* **TASKS AND EXERCISES**:
1 - According to the passage on Hodgkin's crystallography work, in what year did she determine the structure of vitamin B12?
2 - Pick up the passage on Hodgkin's crystallography work after its last sentence and continue it.

* **EXCERPT PROVIDED**:
But she didn’t stop there—Hodgkin next turned her attention to vitamin B12, the active chemical isolated from liver extracts that was used to treat pernicious anemia. This severe disease, which was still deadly in the 1930s, is now known to be caused by a person's inability to absorb vitamin B12. Hodgkin's first x-ray analysis revealed that the vitamin contained over 1,000 atoms—multitudes more than the 39 atoms of penicillin, and certainly many more than any compound deciphered at that time by x-ray crystallography. Although Hodgkin's lab had steadily grown into a small army of undergraduate and graduate students, it wasn't until she started using computers that she was able to determine B12’s structure in 1956. Vitamin B12 is now known to have the most complex structure of all vitamins.

Her heroic efforts paid off. After being nominated multiple times, she won the Nobel Prize in Chemistry in 1964 “for her determinations by X-ray techniques of structures of important biochemical substances,” namely penicillin and vitamin B12. To date, she's the only female British scientist to receive a Nobel Prize. Not only did she illuminate the structures of compounds vital to human health, she also pushed the boundaries of chemistry and changed how chemists thought about studying molecules. She went on to add other impressive titles to her academic belt, including becoming a foreign member of the Royal Netherlands Academy of Sciences in 1956 and the American Academy of Arts and Sciences in 1960, the first Wolfson Research Professor of the Royal Society in 1960, and earning, in 1965, the Order of the Merit, the highest honor for achievement in science, the arts, and public life in Britain.

The chemical structure of vitamin B12, aka cobalamin.

The structure of vitamin B12.

But Hodgkin never forgot about her first interest—the structure of insulin, a huge, intricate protein produced in the pancreas that is crucial in diabetes, as it regulates the metabolism. When Hodgkin began studying it, x-ray crystallography and computing were not advanced enough to fully understand its structure. But when she revisited insulin in the 1960s, the technologies had caught up to her. In 1969, Hodgkin and her team of young, international scientists revealed insulin’s structure for the first time, 34 years after she first captured an x-ray photo of an insulin crystal.

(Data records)

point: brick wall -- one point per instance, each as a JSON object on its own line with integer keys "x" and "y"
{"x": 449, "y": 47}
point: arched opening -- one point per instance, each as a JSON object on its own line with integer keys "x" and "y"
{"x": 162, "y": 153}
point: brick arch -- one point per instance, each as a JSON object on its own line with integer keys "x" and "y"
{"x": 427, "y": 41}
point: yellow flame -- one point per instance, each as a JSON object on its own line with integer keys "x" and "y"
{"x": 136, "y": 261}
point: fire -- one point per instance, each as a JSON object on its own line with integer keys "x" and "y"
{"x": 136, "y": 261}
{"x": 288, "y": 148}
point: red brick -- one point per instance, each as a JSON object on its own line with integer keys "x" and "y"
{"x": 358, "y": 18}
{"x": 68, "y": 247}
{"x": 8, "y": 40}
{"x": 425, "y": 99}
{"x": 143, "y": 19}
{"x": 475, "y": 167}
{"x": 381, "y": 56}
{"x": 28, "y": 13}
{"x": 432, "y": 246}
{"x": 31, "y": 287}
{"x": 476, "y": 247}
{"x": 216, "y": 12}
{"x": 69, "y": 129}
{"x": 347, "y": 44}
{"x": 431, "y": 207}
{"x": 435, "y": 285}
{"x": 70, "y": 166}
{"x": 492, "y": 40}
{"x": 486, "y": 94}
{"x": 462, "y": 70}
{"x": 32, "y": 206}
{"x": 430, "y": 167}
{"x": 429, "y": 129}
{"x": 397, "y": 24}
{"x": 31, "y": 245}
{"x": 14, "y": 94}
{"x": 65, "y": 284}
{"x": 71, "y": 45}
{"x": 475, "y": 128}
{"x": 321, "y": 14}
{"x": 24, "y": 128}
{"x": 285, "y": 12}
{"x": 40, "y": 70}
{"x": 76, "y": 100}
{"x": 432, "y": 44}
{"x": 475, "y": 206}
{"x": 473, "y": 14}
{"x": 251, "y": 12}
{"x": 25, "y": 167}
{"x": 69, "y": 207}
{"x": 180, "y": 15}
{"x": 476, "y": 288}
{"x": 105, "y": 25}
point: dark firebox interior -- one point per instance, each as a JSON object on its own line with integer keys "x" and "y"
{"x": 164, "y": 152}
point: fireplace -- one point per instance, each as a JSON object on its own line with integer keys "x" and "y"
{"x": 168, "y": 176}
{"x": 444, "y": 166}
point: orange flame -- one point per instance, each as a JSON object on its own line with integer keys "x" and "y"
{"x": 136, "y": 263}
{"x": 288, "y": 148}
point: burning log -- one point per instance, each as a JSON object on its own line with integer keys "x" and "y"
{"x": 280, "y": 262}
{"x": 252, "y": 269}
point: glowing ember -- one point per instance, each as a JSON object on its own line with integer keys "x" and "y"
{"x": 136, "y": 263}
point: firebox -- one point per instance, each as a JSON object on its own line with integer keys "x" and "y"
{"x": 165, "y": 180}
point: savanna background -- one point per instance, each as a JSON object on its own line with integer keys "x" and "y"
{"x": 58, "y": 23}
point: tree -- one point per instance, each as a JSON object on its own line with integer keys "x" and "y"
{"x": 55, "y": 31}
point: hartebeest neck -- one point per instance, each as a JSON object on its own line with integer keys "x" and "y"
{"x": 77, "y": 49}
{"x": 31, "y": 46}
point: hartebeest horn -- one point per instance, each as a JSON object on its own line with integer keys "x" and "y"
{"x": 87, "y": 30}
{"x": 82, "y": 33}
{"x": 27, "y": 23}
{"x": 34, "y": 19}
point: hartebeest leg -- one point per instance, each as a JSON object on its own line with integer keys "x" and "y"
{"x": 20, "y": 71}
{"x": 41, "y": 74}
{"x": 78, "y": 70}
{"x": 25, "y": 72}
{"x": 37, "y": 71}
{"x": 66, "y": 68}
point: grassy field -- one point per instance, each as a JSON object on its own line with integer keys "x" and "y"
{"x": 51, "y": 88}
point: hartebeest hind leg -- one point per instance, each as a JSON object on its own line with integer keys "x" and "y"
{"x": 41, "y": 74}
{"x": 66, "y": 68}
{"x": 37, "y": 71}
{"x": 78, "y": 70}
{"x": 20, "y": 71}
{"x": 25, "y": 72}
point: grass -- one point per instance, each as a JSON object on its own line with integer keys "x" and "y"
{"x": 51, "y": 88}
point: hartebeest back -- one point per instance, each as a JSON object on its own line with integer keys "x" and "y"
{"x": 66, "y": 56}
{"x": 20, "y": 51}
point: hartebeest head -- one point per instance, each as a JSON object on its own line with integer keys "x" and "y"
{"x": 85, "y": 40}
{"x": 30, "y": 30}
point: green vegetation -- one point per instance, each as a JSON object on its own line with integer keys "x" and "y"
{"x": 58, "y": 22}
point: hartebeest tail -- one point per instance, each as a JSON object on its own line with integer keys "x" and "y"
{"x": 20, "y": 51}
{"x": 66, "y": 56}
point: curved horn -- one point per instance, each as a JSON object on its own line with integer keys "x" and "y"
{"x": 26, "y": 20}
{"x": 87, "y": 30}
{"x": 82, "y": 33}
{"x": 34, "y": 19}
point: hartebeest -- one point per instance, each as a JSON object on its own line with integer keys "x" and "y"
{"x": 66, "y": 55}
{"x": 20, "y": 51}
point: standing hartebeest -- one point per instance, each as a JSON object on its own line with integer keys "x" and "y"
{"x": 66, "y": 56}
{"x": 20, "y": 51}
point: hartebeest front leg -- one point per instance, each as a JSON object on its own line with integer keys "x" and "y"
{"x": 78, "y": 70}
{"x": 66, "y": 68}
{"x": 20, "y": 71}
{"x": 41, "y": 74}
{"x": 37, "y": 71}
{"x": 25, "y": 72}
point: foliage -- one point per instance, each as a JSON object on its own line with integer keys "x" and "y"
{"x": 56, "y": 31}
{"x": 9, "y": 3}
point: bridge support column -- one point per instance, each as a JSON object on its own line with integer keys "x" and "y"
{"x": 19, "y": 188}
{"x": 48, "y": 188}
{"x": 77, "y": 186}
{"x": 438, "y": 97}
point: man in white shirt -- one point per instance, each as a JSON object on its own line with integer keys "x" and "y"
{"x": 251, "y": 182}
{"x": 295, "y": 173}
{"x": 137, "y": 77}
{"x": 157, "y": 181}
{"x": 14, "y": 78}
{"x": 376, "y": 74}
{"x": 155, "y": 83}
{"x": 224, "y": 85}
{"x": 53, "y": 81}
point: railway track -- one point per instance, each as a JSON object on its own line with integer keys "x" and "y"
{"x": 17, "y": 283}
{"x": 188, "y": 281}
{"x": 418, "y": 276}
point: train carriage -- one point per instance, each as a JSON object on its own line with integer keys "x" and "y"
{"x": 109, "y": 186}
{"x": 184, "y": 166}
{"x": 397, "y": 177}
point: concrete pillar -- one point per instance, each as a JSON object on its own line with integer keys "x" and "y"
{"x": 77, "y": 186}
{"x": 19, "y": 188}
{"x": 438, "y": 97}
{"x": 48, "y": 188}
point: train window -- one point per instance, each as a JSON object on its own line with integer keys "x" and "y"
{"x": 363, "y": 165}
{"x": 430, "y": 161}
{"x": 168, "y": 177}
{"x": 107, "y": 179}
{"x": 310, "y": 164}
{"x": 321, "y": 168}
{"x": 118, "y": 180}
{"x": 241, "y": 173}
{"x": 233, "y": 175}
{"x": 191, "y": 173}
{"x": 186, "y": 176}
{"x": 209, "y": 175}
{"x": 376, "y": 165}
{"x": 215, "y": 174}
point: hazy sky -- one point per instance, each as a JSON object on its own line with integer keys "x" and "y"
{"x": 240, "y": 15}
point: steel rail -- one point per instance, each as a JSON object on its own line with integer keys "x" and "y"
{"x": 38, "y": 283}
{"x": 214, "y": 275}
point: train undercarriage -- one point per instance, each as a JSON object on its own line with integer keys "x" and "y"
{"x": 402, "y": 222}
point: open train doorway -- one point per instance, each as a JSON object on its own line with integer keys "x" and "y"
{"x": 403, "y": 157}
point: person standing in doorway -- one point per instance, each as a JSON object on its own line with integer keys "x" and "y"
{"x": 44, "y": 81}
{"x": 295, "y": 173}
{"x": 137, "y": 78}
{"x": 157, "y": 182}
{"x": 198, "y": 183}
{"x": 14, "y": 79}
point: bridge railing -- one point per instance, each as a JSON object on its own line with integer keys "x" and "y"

* **RESPONSES IN ORDER**:
1 - 1956

2 -
By discovering the structure of insulin, Hodgkin paved the way for the mass-production of insulin as a treatment for diabetes, which affects 9.4 percent of the US population today. (Another 34 percent of Americans have prediabetes, meaning they may need insulin treatment in the future).

The chemical structure of insulin.

The structure of insulin.

 Isaac Yonemoto via Wikimedia

As if facing adversity as a woman in science and using pioneering analysis techniques weren’t enough, Hodgkin herself suffered from chronic illness. After giving birth to her first child at age 28, she developed an infection which led to chronic rheumatoid arthritis. Despite her swollen and distorted hands, she continued to conduct Nobel Prize-winning research, performing intricate manipulations to mount and photograph minuscule crystals of molecules.

Not only was she a phenomenal and respected scientist, she was also a political and social activist, pioneering for science and education on many frontiers. As the president of the Pugwash Conferences on Science and World Affairs from 1975 to 1988, she championed the research interests of scientists in developing countries and worked towards peaceful scientific progress with an international team of scientists. Margaret Thatcher, the United Kingdom's first female prime minister and one of Hodgkin's former undergraduate students, also sought both scientific and political advice from Hodgkin. (To cover all of Hodgkin's activism would require a whole other article!). If you're interested in learning more about this indomitable scientist, there's an excellent book called Dorothy Hodgkin: A Life,by Georgina Ferry.